◆ **COMPLETE THE FOLLOWING**
1 > In the Rust plant growth stages text, at which stage does a plant absorb genes from its neighbors?
2 > Copy the Rust plant growth stages text word for word from "Harvest at Ripe" to "plant in Rust?".

◆ **TEXT SECTION**
§

Rust Plant Growth Stages
Rust plants move through eight stages: Seed, Seedling, Sapling, Crossbreed, Mature, Fruiting, Ripe and Dying. Knowing the stages tells you when to clone (Sapling onward) and when to harvest (Ripe).
The eight stages
| Stage | What happens |
|---|---|
| Seed | The planted seed before it sprouts. |
| Seedling | First growth; genes are set and can be read. |
| Sapling | The plant can now be cloned. |
| Crossbreed | The plant absorbs genes from neighbours — the key breeding window. |
| Mature | Fully grown, preparing to fruit. |
| Fruiting | Produces harvestable resources. |
| Ripe | Peak yield — the best time to harvest. |
| Dying | Yield drops as the plant dies off. |
Timing that matters
Growth speed genes (G) shorten the time spent in each stage, so a GGGYYY plant races to Ripe far faster than a wild one. You can take clones from the Sapling stage onward, and the Crossbreed window is when neighbour genes actually transfer — so your donor plants need to be in place before then.
Harvest at Ripe for maximum yield. If you wait into the Dying stage the plant produces less, so keep an eye on well-bred plants and pick them on time.
Frequently Asked Questions
When can you clone a plant in Rust?
From the Sapling stage onwards. Cloning copies the plant’s exact genes, so clone your best plants as soon as they reach Sapling.
When should you harvest crops in Rust?
At the Ripe stage, which gives the highest yield. Harvesting during the Dying stage produces noticeably less.

§

◆ **Photo-based referring expression lines**
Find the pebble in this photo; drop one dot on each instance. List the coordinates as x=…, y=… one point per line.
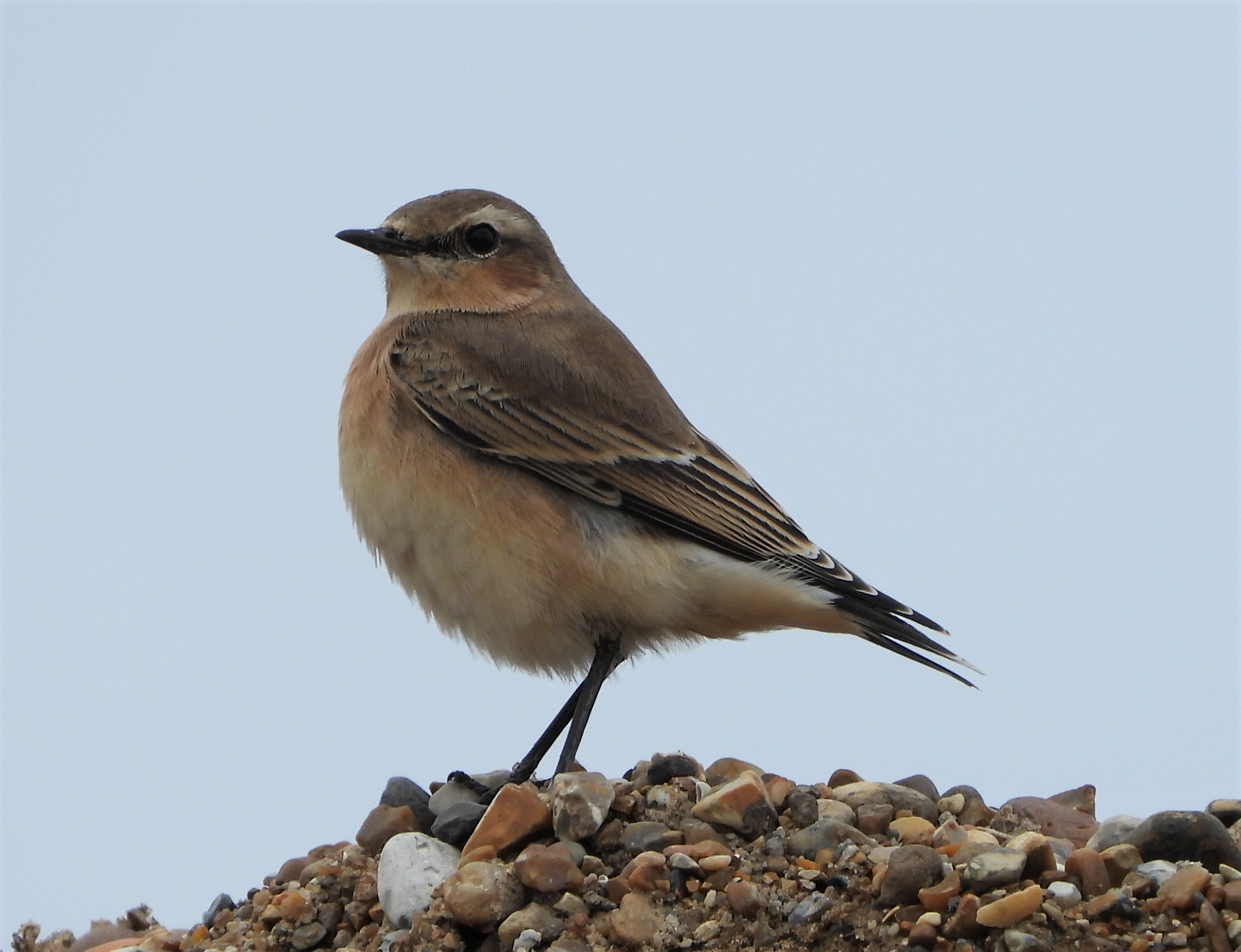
x=666, y=766
x=580, y=805
x=865, y=793
x=1012, y=909
x=456, y=823
x=910, y=869
x=1187, y=836
x=994, y=869
x=939, y=896
x=381, y=825
x=1114, y=831
x=803, y=808
x=740, y=805
x=1065, y=894
x=922, y=784
x=482, y=896
x=514, y=817
x=912, y=831
x=1181, y=888
x=1120, y=860
x=643, y=836
x=809, y=910
x=412, y=865
x=729, y=769
x=548, y=869
x=826, y=835
x=536, y=918
x=873, y=818
x=744, y=899
x=1225, y=811
x=954, y=805
x=1091, y=872
x=1054, y=820
x=404, y=792
x=634, y=923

§

◆ **WRITTEN ANSWERS**
1 > The Crossbreed stage.

2 >
Harvest at Ripe for maximum yield. If you wait into the Dying stage the plant produces less, so keep an eye on well-bred plants and pick them on time.
Frequently Asked Questions
When can you clone a plant in Rust?